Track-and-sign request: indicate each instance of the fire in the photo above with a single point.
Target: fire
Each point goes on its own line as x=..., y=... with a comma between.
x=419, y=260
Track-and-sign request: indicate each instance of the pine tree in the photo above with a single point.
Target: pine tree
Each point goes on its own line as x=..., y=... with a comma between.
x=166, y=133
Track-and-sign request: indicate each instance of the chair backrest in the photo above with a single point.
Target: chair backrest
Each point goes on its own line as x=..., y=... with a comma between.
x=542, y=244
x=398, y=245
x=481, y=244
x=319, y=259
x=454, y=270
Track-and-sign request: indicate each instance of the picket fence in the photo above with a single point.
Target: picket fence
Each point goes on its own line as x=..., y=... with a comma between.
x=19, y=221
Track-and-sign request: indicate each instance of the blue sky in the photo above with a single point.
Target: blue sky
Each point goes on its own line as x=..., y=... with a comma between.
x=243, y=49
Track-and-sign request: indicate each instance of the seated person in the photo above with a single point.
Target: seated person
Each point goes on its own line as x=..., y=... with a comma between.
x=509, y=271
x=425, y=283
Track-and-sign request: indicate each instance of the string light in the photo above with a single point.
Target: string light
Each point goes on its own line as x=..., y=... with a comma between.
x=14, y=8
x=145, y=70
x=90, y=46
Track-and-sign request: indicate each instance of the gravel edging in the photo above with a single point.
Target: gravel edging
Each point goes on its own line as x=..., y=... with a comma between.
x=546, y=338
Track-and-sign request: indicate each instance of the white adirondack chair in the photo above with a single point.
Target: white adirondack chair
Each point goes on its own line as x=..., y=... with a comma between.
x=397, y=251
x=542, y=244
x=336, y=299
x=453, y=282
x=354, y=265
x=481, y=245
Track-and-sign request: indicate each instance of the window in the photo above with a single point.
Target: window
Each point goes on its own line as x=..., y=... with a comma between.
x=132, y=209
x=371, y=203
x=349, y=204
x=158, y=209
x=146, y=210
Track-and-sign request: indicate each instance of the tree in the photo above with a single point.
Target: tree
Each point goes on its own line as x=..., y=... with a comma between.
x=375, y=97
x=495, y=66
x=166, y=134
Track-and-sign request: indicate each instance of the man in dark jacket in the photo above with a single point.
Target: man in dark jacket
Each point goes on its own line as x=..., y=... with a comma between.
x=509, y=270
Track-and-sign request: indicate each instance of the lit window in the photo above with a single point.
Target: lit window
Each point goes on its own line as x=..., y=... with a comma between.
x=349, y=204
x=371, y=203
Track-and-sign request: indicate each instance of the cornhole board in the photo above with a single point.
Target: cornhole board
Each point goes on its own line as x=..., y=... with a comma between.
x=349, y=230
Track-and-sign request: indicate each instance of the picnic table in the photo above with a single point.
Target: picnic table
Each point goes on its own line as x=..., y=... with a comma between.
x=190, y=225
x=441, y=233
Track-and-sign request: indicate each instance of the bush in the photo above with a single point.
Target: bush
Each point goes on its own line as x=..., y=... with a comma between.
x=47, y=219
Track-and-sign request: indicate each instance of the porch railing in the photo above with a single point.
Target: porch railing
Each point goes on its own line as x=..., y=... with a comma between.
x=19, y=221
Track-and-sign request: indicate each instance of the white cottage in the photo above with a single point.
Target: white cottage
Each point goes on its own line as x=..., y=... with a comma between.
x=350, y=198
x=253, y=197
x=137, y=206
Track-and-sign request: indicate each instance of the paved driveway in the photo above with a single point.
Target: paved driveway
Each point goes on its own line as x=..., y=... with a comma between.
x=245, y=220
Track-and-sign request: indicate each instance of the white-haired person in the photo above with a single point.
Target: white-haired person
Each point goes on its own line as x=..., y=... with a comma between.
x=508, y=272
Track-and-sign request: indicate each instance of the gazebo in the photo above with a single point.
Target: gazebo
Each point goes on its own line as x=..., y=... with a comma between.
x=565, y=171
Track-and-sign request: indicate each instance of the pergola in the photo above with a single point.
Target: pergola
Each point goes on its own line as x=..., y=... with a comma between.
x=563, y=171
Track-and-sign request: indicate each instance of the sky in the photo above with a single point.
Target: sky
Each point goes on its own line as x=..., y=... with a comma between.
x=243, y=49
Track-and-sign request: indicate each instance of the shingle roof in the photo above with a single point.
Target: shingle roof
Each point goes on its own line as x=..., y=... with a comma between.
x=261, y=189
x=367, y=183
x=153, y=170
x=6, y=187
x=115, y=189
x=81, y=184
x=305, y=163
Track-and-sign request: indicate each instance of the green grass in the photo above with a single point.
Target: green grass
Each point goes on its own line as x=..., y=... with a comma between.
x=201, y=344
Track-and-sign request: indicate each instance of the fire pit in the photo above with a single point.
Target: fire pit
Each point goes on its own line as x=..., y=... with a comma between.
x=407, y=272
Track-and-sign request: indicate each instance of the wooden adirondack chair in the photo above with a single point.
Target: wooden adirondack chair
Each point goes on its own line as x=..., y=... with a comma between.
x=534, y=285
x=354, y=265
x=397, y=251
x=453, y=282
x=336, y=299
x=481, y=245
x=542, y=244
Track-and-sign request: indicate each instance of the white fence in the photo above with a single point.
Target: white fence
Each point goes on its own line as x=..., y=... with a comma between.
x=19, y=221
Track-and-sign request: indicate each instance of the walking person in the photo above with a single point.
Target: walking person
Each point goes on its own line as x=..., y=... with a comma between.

————————

» WHAT IS BEING ASKED:
Reproduce every line of the records above without changing a single character, from the first line through the last.

» EXPECTED OUTPUT:
Track-and-sign request: indicate each instance of the fire in the photo above with a single point.
Target: fire
Each point goes on its own line as x=..., y=... with a comma between.
x=419, y=260
Track-and-sign request: indicate each instance of the pine tree in the photo above with a single point.
Target: pine tree
Each point goes on its own line as x=..., y=... with a comma between.
x=166, y=133
Track-and-sign request: indicate each instance of the chair backrest in the photo above with a single point.
Target: chair backrest
Each point goes on its own line as x=..., y=... with a comma between.
x=542, y=244
x=398, y=245
x=481, y=244
x=319, y=259
x=454, y=270
Track-and-sign request: indicate each instance of the picket fence in the photo above with a single point.
Target: picket fence
Each point goes on its own line as x=..., y=... with a comma between.
x=19, y=221
Track-and-sign request: indicate each instance of the blue sky in the photo above with a single point.
Target: blue sky
Each point goes on its own line as x=..., y=... with a comma between.
x=243, y=49
Track-and-sign request: indicate each instance of the seated person in the photo above with a single point.
Target: seated person
Each point goes on its own line as x=..., y=... with a comma between.
x=509, y=271
x=425, y=283
Track-and-sign request: indicate each instance of the string light in the photo above with a single point.
Target: string light
Each point goes on its own line as x=..., y=... with a comma between.
x=14, y=8
x=145, y=70
x=90, y=46
Track-and-sign request: indicate each instance of the gravel edging in the photo above with a single point.
Target: gravel edging
Each point goes on its own line as x=..., y=... with a comma between.
x=546, y=338
Track-and-sign request: indicate each instance of the white adirondack chair in the photo above with a single point.
Target: white adirondack chair
Each point goes on its own line as x=..., y=... with a comma between.
x=397, y=251
x=542, y=244
x=336, y=299
x=453, y=282
x=354, y=265
x=481, y=245
Track-and-sign request: indicate each instance of the window in the photo above with a single point.
Target: window
Each point goes on its own line as x=..., y=... with a comma between.
x=132, y=209
x=371, y=203
x=349, y=204
x=158, y=209
x=146, y=210
Track-and-sign request: indicate each instance of the tree in the photo above with a single point.
Target: tree
Each point goes on its own line as x=..., y=... with a comma between.
x=375, y=97
x=495, y=66
x=166, y=134
Track-and-sign request: indicate each instance of the man in dark jacket in the photo above with a single point.
Target: man in dark jacket
Each point goes on its own line as x=..., y=... with a comma between.
x=509, y=270
Track-and-sign request: indicate each instance of the lit window in the photo above with a single point.
Target: lit window
Each point goes on its own line as x=..., y=... with a comma between.
x=349, y=204
x=371, y=203
Track-and-sign request: indicate each instance of the cornhole board in the photo above with a single point.
Target: cornhole board
Each point goes on its own line as x=..., y=... with a comma between.
x=349, y=230
Track-and-sign request: indicate each instance of the picnic table in the photo above with a single point.
Target: picnic table
Each point goes on its own line as x=..., y=... with a comma between.
x=190, y=225
x=441, y=233
Track-and-sign request: indicate each instance of the bush in the photo above with a single point.
Target: bush
Each point goes on its own line as x=..., y=... with a comma between.
x=47, y=219
Track-and-sign request: indicate each instance of the porch railing in the photo above with a single point.
Target: porch railing
Each point goes on its own line as x=..., y=... with a comma between.
x=19, y=221
Track-and-sign request: indicate each instance of the white cottage in the photo above with a single point.
Target: white cottage
Each point goes on its own line as x=..., y=... with a comma between.
x=350, y=198
x=253, y=197
x=137, y=206
Track-and-sign request: indicate each instance of the paved driveway in the photo above with a single point.
Target: paved driveway
Each point goes on its own line as x=..., y=... with a comma between.
x=245, y=220
Track-and-sign request: indicate each instance of the white-haired person in the photo above with a single point.
Target: white-haired person
Each point goes on its own line as x=..., y=... with a comma between.
x=508, y=272
Track-and-sign request: indicate each instance of the gazebo in the photo above with a single point.
Target: gazebo
Each point goes on its own line as x=..., y=... with a comma between.
x=565, y=171
Track-and-sign request: indicate each instance of the pergola in the photo above with a single point.
Target: pergola
Each point goes on its own line as x=..., y=... with a comma between.
x=563, y=171
Track-and-sign request: indicate each instance of the sky in the photo above with a single point.
Target: sky
Each point goes on its own line as x=..., y=... with a comma between.
x=243, y=49
Track-and-sign request: indicate each instance of the shingle roof in the photo above with a single point.
Target: shingle roof
Each point goes on its own line as x=..., y=... with a comma between.
x=261, y=189
x=367, y=183
x=153, y=170
x=6, y=187
x=115, y=189
x=81, y=184
x=305, y=163
Track-and-sign request: indicate each instance of the green grass in the photo above with a single point.
Target: green grass
Each point goes on its own line as x=..., y=... with a comma between.
x=201, y=344
Track-and-sign request: indicate each instance of the fire pit in the photo above with a single point.
Target: fire pit
Each point goes on its own line as x=..., y=... with a comma between.
x=407, y=272
Track-and-sign request: indicate each instance of the wooden adirondack chair in the photo above with a single point.
Target: wooden adirondack chair
Each point goes on its own line as x=..., y=... with a comma between.
x=534, y=285
x=354, y=265
x=397, y=251
x=453, y=282
x=336, y=299
x=481, y=245
x=542, y=244
Track-and-sign request: indicate each instance of the white fence in the photo above with a single point.
Target: white fence
Each point goes on its own line as x=..., y=... with a comma between.
x=19, y=221
Track-and-sign request: indicate each instance of the walking person in the photo above with a single point.
Target: walking person
Each point goes on its own line as x=..., y=... with a comma between.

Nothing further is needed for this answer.